- [Problem to solve]:
Could you give these lines back with every "one point per instance" swapped for "one point per item" and nothing else changed?

- [Task input]:
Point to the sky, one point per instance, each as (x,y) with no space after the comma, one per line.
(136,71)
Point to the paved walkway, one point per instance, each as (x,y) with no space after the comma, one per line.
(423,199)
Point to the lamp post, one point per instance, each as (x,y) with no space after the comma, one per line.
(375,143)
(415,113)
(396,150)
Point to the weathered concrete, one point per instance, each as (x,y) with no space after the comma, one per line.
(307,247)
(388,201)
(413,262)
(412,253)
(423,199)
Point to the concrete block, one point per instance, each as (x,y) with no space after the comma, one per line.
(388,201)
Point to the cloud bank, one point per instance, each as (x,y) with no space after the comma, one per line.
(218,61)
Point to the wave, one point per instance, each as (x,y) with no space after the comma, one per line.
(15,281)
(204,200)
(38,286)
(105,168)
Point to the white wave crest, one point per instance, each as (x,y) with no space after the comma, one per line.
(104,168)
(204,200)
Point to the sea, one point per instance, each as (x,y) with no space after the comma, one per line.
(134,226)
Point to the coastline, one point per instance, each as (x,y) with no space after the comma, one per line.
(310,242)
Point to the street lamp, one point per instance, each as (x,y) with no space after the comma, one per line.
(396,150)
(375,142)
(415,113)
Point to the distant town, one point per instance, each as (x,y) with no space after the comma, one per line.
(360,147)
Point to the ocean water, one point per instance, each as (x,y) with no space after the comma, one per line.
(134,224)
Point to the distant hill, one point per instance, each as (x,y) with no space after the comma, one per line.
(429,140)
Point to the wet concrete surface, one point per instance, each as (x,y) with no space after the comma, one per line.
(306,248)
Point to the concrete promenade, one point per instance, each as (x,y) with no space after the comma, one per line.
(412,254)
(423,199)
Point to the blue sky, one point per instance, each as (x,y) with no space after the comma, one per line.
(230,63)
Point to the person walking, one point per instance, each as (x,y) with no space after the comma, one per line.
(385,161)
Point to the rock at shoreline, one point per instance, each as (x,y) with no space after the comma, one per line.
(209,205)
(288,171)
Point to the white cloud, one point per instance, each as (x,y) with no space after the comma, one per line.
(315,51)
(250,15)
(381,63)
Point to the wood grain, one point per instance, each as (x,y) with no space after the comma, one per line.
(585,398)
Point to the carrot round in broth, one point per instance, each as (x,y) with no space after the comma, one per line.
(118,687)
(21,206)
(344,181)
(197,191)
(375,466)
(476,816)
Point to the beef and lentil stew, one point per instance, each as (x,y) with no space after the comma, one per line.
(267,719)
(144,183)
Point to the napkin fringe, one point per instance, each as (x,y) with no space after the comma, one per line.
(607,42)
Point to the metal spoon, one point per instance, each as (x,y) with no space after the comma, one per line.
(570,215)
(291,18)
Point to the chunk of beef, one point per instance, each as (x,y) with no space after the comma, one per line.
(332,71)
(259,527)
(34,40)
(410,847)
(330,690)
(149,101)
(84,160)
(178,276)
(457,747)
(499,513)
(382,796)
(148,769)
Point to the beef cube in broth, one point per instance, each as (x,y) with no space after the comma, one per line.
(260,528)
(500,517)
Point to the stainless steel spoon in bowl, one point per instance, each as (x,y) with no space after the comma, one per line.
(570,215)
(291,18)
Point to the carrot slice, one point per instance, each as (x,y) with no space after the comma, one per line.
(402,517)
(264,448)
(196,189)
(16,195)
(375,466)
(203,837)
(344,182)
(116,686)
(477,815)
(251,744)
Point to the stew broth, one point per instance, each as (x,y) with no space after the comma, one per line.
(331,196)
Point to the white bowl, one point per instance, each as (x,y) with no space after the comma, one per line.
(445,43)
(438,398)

- [Worked solution]:
Point to the sky, one point per item, each as (x,y) with no space after the comma, one per line.
(136,71)
Point to the paved walkway, one point per item, each as (x,y) with no space after the comma, one per line.
(423,199)
Point to the lamp post, one point per item, each as (x,y) with no space after the comma, one per line.
(375,143)
(415,113)
(396,150)
Point to the weathered concrete, one point per item, each as (x,y) with no space after the comma, one per line.
(307,247)
(388,201)
(413,262)
(412,253)
(423,199)
Point to the concrete block, one point per item, each as (x,y) with no space after the comma, one per line.
(388,201)
Point to the cloud bank, one point per item, each as (x,y) with no space after the comma, one per line.
(218,61)
Point to the wave, one point per item, each as (x,y) with no space after the comma, one per line.
(15,281)
(204,200)
(38,286)
(105,168)
Point to the white wave crest, one point per item, each as (x,y) with no space after the comma, one per line.
(104,168)
(204,200)
Point to the sea, one point per item, each as (x,y) with no space after the comma, one per line.
(134,226)
Point to the coastline, one point per item, each as (x,y) with no space after the comma, one per line.
(310,242)
Point to the street lamp, one point per item, each as (x,y) with no space after the comma, one per line.
(396,150)
(375,142)
(415,113)
Point to the distant town, one point per item, each as (x,y) with no space after the comma, one per line.
(360,147)
Point to the ocean water, one point per item, each as (x,y) with no space after the comma, one per line.
(134,224)
Point to the distant hill, one point per item, each as (x,y) with no space after the comma, one per line.
(429,140)
Point to the wet concrete surface, one point per item, each as (x,y) with no space after the comma, one per line.
(306,248)
Point to the concrete promenade, one point per item, each as (x,y) with no space after the comma, one per line.
(412,254)
(423,199)
Point to the blue sky, one point per item, each as (x,y) with no space after the comma, one per line.
(230,63)
Point to the person walking, one point per item, each as (x,y) with no space after the comma, one per line.
(385,161)
Point to the rock at shoreline, one point per item, each as (x,y) with no space after the comma, one per line.
(209,205)
(288,171)
Point to the white cloud, one point per item, each as (x,y) with no space after the comma, one per line.
(315,51)
(250,15)
(381,63)
Point to the wood grain, one point per item, each as (x,y) with no space after the comma, one per line.
(585,398)
Point to the carrot round in broth, one point per item, each as (x,y) with no space after the comma, one per line.
(118,687)
(21,206)
(344,181)
(197,191)
(375,466)
(476,816)
Point to the beef and lentil stew, one point per item, each as (x,y) with no space after the comma, one per line.
(267,719)
(144,183)
Point to the napkin fringe, one point per item, each as (x,y) with no space after the comma, one per line.
(607,42)
Point to the metal spoon, one point per item, each as (x,y) with no space after the comma, one per line.
(570,215)
(291,18)
Point to the chunk of beef, one point per item, each as (x,y) with no space after the comma, one per line.
(332,71)
(259,527)
(34,40)
(410,847)
(330,690)
(149,101)
(84,160)
(178,276)
(457,747)
(499,513)
(382,796)
(148,769)
Point to the beef cube in broth, one point per item, each as (x,y) with no space after the comma, one per line.
(260,528)
(500,517)
Point to the stainless steel spoon in bowl, one point per item, each as (x,y) with no space after the comma, one per line.
(570,215)
(291,18)
Point to the carrot slice, one point per item, each as (x,y) with no space after the comma, one per line.
(402,517)
(264,448)
(196,189)
(16,195)
(375,466)
(203,837)
(344,182)
(116,686)
(477,815)
(251,744)
Point to the stew broth, one point per item, each as (x,y) with no space after the comma, one per line.
(331,196)
Point to the white bowl, one point per item, each as (x,y) with no space after the comma, one per line.
(445,43)
(438,398)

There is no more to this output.